_Assignment:_ Set down each record that follows exactly. Drop the images.

_Dataset extract:_
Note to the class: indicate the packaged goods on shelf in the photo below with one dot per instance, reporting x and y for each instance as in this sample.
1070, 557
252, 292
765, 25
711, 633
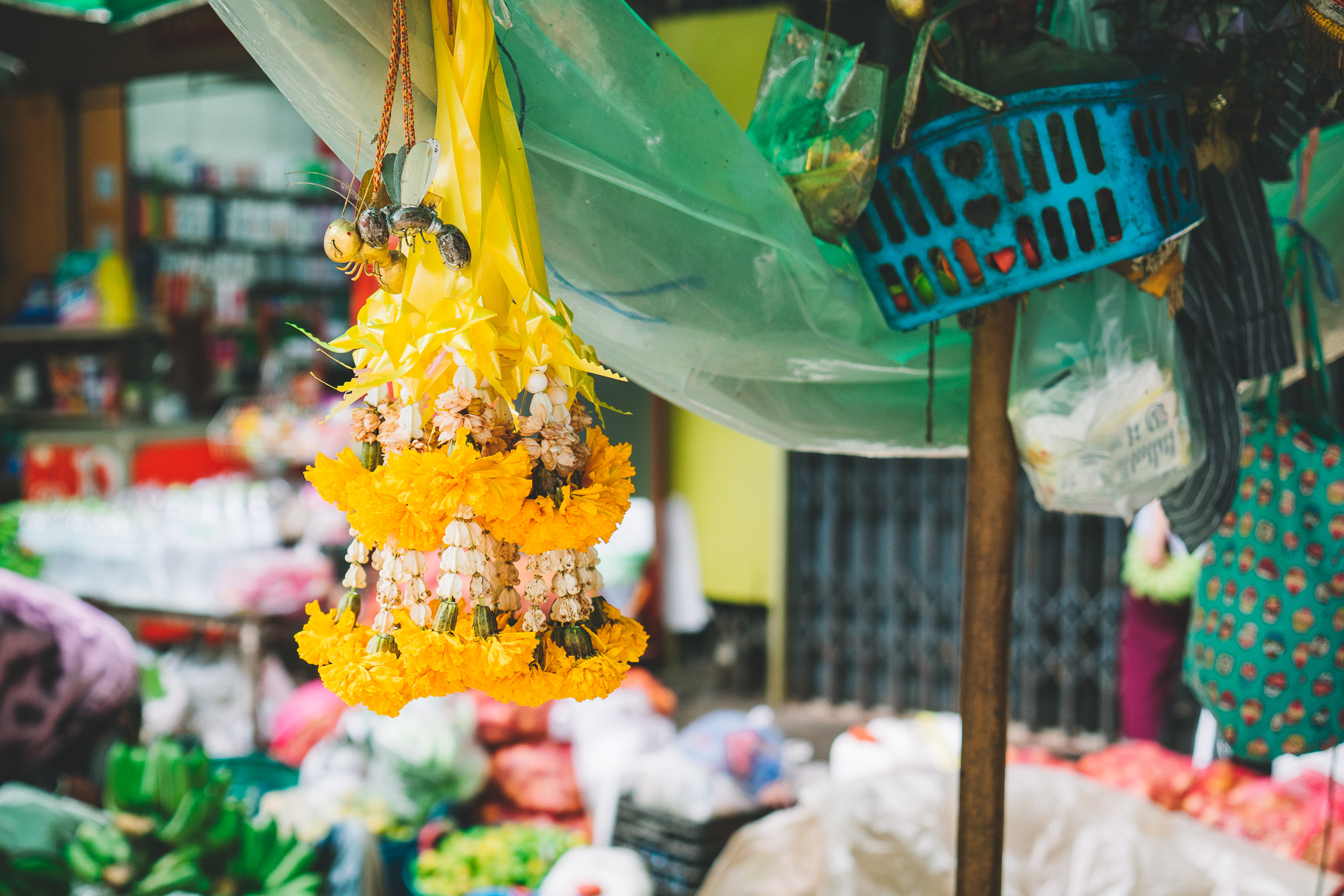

_Response area:_
Note to the class: indicate the packaged goods on shelf in the photo below with one dot per instance, reporting x and y for each instance as in this sample.
1070, 557
252, 292
765, 25
711, 633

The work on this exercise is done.